Goal: Give every line of the items below as a JSON list of strings, one string per line, with blank lines omitted and the pictures left out.

Rows:
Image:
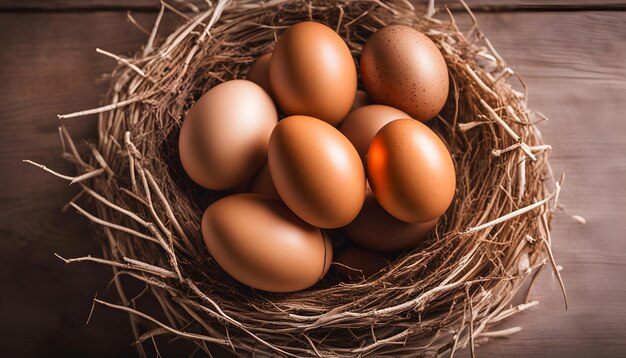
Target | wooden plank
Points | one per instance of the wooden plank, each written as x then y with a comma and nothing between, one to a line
573,65
571,62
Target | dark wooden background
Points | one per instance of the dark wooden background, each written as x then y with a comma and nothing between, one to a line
572,54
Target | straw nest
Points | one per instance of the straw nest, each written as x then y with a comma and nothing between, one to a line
440,297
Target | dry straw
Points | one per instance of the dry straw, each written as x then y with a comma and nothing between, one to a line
441,297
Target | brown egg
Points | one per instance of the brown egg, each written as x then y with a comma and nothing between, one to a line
259,73
361,263
223,140
361,99
362,124
374,228
261,243
402,68
411,171
312,73
316,171
262,183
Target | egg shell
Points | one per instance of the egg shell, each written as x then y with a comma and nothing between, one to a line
223,140
261,243
403,68
259,72
410,171
316,171
312,73
360,99
375,229
361,263
362,124
262,183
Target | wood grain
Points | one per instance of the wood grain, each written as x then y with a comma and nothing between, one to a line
153,5
573,63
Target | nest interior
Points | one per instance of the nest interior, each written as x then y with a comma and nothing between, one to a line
440,297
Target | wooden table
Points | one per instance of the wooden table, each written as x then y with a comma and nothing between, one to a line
573,58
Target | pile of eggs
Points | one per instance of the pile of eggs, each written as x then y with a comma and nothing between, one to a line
341,158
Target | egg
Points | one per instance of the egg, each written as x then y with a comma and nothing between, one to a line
261,243
259,72
262,183
224,137
361,263
312,73
411,171
376,229
316,171
360,99
362,124
403,68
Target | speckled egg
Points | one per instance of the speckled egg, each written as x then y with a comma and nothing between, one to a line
403,68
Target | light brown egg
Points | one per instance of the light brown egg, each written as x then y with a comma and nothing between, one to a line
223,140
261,243
362,124
361,263
375,229
403,68
410,171
262,183
360,99
312,73
316,171
259,72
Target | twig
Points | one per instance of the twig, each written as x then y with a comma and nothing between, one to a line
106,108
123,61
510,215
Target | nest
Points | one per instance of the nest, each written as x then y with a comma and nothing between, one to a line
442,296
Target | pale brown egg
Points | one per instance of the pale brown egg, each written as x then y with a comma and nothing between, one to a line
375,229
403,68
361,263
259,72
262,183
362,124
312,73
223,140
261,243
410,171
316,171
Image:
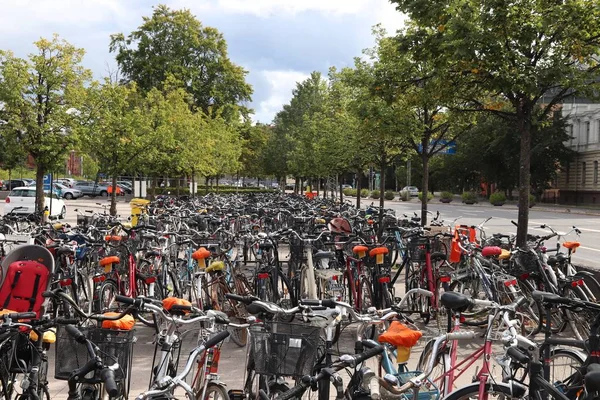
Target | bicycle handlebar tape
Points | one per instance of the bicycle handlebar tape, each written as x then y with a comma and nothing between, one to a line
218,338
329,303
517,355
368,354
462,335
76,334
108,377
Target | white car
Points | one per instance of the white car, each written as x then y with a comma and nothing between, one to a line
413,191
22,201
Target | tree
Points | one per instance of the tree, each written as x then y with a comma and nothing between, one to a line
41,95
411,84
175,43
529,53
117,134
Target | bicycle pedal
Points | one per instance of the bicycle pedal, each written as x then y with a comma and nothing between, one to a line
235,394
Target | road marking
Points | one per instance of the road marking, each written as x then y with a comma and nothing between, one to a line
589,248
588,230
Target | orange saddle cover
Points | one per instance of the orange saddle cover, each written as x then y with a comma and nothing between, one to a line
399,334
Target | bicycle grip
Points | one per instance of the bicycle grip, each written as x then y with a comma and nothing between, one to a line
108,377
25,315
517,355
218,338
329,303
76,334
124,299
368,354
463,335
67,321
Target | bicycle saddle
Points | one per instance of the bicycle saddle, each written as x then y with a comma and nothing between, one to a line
319,255
592,378
455,301
547,297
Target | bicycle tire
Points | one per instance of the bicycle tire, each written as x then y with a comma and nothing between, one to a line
592,285
472,391
441,362
214,389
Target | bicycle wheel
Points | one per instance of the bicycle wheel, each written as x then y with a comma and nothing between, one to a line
493,390
366,295
565,367
214,391
152,290
579,321
591,287
440,366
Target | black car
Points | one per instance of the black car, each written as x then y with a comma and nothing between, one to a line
13,183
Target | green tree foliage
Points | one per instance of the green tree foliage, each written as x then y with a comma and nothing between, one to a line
41,96
527,52
118,133
175,43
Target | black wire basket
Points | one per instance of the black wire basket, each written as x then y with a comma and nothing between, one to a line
116,346
284,349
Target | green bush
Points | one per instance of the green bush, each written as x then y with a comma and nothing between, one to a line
429,196
498,198
532,200
447,196
469,197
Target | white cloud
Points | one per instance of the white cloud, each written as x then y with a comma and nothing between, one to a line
281,84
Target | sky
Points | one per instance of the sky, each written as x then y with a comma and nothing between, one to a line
279,42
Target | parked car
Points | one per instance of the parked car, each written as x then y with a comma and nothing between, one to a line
92,189
67,192
413,191
14,183
22,201
126,185
68,182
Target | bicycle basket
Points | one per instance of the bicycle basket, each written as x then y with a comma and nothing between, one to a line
416,249
114,345
284,349
84,220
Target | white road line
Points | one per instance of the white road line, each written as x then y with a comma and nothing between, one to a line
589,248
589,230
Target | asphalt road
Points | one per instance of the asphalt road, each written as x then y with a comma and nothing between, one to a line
561,220
233,358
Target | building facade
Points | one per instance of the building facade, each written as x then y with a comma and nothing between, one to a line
578,182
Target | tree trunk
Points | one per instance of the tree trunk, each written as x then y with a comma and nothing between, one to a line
39,190
524,128
358,188
425,184
381,196
113,197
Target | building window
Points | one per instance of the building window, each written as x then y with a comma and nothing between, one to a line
587,132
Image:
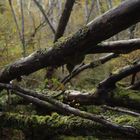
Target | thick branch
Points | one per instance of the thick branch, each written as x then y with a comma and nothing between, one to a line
66,108
122,73
125,111
44,127
92,65
96,31
118,47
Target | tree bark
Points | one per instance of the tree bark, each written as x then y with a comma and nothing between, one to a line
96,31
39,127
64,19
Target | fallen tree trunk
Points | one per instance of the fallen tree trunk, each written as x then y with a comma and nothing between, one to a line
135,86
117,47
92,64
96,31
71,110
104,92
118,97
43,127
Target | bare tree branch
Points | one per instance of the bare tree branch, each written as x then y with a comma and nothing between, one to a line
64,19
45,16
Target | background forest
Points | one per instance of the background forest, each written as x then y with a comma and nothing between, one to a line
25,29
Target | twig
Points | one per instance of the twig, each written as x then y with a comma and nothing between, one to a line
121,110
45,16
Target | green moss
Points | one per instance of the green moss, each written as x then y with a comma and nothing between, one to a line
127,95
128,120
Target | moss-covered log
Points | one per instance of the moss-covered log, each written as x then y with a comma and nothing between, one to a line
118,97
42,127
62,51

Result below:
[
  "Image:",
  "Target | wooden plank",
  "Points | one per instance of the wooden plank, each written as x then y with a comma and nothing between, one to a line",
  "573,65",
  "571,62",
  "Target | dark wooden background",
  "Points | one per instance of the dark wooden background, each written as x then y with a comma and nothing between, one to a line",
  "572,54",
  "Target | straw nest",
  "Points | one per instance of the straw nest, each written as x then y with a comma and nothing between, one to a line",
  "440,297",
  "Target | dry straw",
  "Points | one per instance of the dry straw, each written as x then y with a comma and nothing between, one to a line",
  "441,297",
  "Target | brown egg",
  "Points | one per instance of the brown egg, each written as x then y with a comma and nothing between, one to a line",
  "259,73",
  "361,263",
  "223,140",
  "361,99",
  "362,124",
  "374,228",
  "261,243",
  "402,68",
  "411,171",
  "312,73",
  "316,171",
  "262,183",
  "Target | egg shell",
  "Points | one per instance of the egg shell, each written as x then y with a comma and nothing between, one to a line",
  "223,140",
  "261,243",
  "403,68",
  "259,72",
  "410,171",
  "316,171",
  "312,73",
  "360,99",
  "375,229",
  "361,263",
  "362,124",
  "262,183",
  "Target | wood grain",
  "Points | one per instance of the wood grain, each written as x then y with a comma and nothing between, one to a line",
  "153,5",
  "573,63",
  "Target | nest interior",
  "Points | one per instance of the nest interior, each written as x then y with a comma and nothing between, one to a line",
  "440,297",
  "Target | wooden table",
  "Points | one per instance of the wooden table, each written as x then y with a comma and nothing between, one to a line",
  "573,58",
  "Target | pile of eggs",
  "Points | one per instance of the pile of eggs, each written as x then y with a comma and nothing between, one to a line",
  "341,158",
  "Target | egg",
  "Points | one per instance of the egg, each written as x then y with a comma and nothing between, one to a line",
  "261,243",
  "259,72",
  "262,183",
  "224,137",
  "361,263",
  "312,73",
  "411,171",
  "376,229",
  "316,171",
  "360,99",
  "362,124",
  "403,68",
  "Target | speckled egg",
  "Points | one per instance of the speckled egg, each written as x then y with a comma and nothing between, one to a line",
  "403,68",
  "Target | light brown egg",
  "Points | one per instance of the light brown egg, each written as x then y with a comma and nothing between, one to a line",
  "223,140",
  "261,243",
  "362,124",
  "361,263",
  "375,229",
  "403,68",
  "410,171",
  "262,183",
  "360,99",
  "312,73",
  "316,171",
  "259,72",
  "Target | twig",
  "Points | one per instance of the twig, each written as x then y with a comma and nothing between, one to a line",
  "106,108",
  "123,61",
  "510,215",
  "Target | nest",
  "Points | one per instance of the nest, each written as x then y with a comma and nothing between, one to a line",
  "442,296",
  "Target | pale brown egg",
  "Points | one per instance of the pale brown egg, each written as x then y with a comma and nothing between, one to a line",
  "375,229",
  "403,68",
  "361,263",
  "259,72",
  "262,183",
  "362,124",
  "312,73",
  "223,140",
  "261,243",
  "410,171",
  "316,171",
  "Image:",
  "Target | bicycle handlebar tape",
  "Points | one per instance of the bicycle handlebar tape, each written as x then y with a comma and nothing between, one to a line",
  "218,338",
  "329,303",
  "517,355",
  "368,354",
  "462,335",
  "76,334",
  "108,377",
  "Target | white car",
  "Points | one per instance of the white car, each written as x then y with a comma and nothing between, one to a line",
  "413,191",
  "22,201",
  "Target | tree",
  "Points | one per instance of the tree, each written as x then y with a comma and nothing between, one to a line",
  "41,95",
  "411,84",
  "175,43",
  "529,53",
  "117,134",
  "Target | bicycle pedal",
  "Points | one per instance of the bicycle pedal, each written as x then y with a comma and nothing between, one to a line",
  "235,394",
  "Target | road marking",
  "Points | one per instance of the road marking, each written as x then y with a comma and nothing between, one to a line",
  "589,248",
  "588,230",
  "Target | orange saddle cover",
  "Points | one per instance of the orange saddle cover, each written as x then y with a comma and nothing between, one to a line",
  "399,334",
  "Target | bicycle grip",
  "Points | one per instance of the bicycle grip, each written as x then y with a comma and nothing between, one to a line",
  "108,377",
  "25,315",
  "517,355",
  "218,338",
  "329,303",
  "76,334",
  "124,299",
  "368,354",
  "463,335",
  "67,321",
  "Target | bicycle saddle",
  "Points | one per instance of the bicycle saddle, each written as x then y with a comma and nothing between, one to a line",
  "319,255",
  "592,378",
  "455,301",
  "547,297",
  "Target | bicycle tire",
  "Points | one per instance of the bicycle tire, each written as x then y with a comma and nothing between, one to a line",
  "592,285",
  "472,391",
  "441,362",
  "214,389",
  "Target | bicycle wheel",
  "Points | one per instance of the bicycle wheel, each written as x then y with a comma and nothing between, one to a line",
  "493,390",
  "366,295",
  "565,367",
  "214,391",
  "152,290",
  "579,321",
  "591,287",
  "440,366",
  "Target | black car",
  "Points | one per instance of the black car, each written as x then y with a comma and nothing between, one to a line",
  "13,183",
  "Target | green tree foliage",
  "Points | one per instance of the green tree foliage, each written as x then y with a comma and nothing between, one to a line",
  "41,96",
  "527,52",
  "118,133",
  "175,43",
  "Target | black wire basket",
  "Points | one per instance of the black wire basket, each written as x then y with a comma and nothing between, one to a line",
  "116,346",
  "284,349",
  "Target | green bush",
  "Points | one per instance of the green bush, each written as x then y with a comma and nothing between, one to a line",
  "429,196",
  "498,198",
  "532,200",
  "447,196",
  "469,197",
  "Target | white cloud",
  "Points | one per instance of the white cloud, each written as x then y with a comma and nothing between, one to a line",
  "281,84",
  "Target | sky",
  "Points | one per instance of the sky, each written as x then y with a comma and nothing between, one to a line",
  "279,42",
  "Target | parked car",
  "Points | one per instance of the parked car, each written as x then y with a comma and nothing between, one to a line",
  "92,189",
  "67,192",
  "413,191",
  "14,183",
  "22,201",
  "126,185",
  "68,182",
  "Target | bicycle basket",
  "Points | one per instance of the bicycle basket, each written as x then y with a comma and nothing between, one to a line",
  "416,249",
  "114,345",
  "284,349",
  "84,220",
  "Target | white road line",
  "Points | one per instance of the white road line, each written as x then y with a comma and nothing between, one to a line",
  "589,248",
  "589,230",
  "Target | asphalt road",
  "Points | one per instance of the asphalt road, each written as x then y with a comma and nothing between, one to a line",
  "561,220",
  "233,358",
  "Target | building facade",
  "Points | one per instance of the building facade, each written as x then y with a comma and nothing between, one to a line",
  "578,182",
  "Target | tree trunk",
  "Points | one per instance of the tree trunk, each written as x then y with a comma and nothing between, one to a line",
  "39,190",
  "524,128",
  "358,188",
  "425,184",
  "381,196",
  "113,197",
  "Target | building window",
  "Points | one per instance of the building window, each written as x then y with a comma and nothing between, one to a line",
  "587,132",
  "Image:",
  "Target | thick branch",
  "Points | one per instance of the thick branch, each written as x then y with a comma and nothing between, one to a line",
  "66,108",
  "122,73",
  "125,111",
  "44,127",
  "92,65",
  "96,31",
  "118,47",
  "Target | tree bark",
  "Points | one per instance of the tree bark, each written as x then y with a comma and nothing between, one to a line",
  "96,31",
  "39,127",
  "64,19",
  "Target | fallen tree trunk",
  "Points | one per instance of the fallen tree trunk, each written as x then y with a comma and nothing between, one to a line",
  "135,86",
  "117,47",
  "92,64",
  "96,31",
  "71,110",
  "104,92",
  "118,97",
  "43,127",
  "Target | bare tree branch",
  "Points | one per instance of the bare tree branch, each written as x then y with a comma and nothing between, one to a line",
  "64,19",
  "45,16",
  "Target | background forest",
  "Points | one per instance of the background forest, each written as x then y with a comma and nothing between, one to a line",
  "25,29",
  "Target | twig",
  "Points | one per instance of the twig, each written as x then y with a comma and nothing between, one to a line",
  "121,110",
  "45,16",
  "Target | green moss",
  "Points | one per instance of the green moss, each written as x then y with a comma and nothing between, one to a line",
  "127,95",
  "128,120",
  "Target | moss-covered log",
  "Points | one per instance of the moss-covered log, each written as x then y with a comma and nothing between, one to a line",
  "118,97",
  "42,127",
  "62,51"
]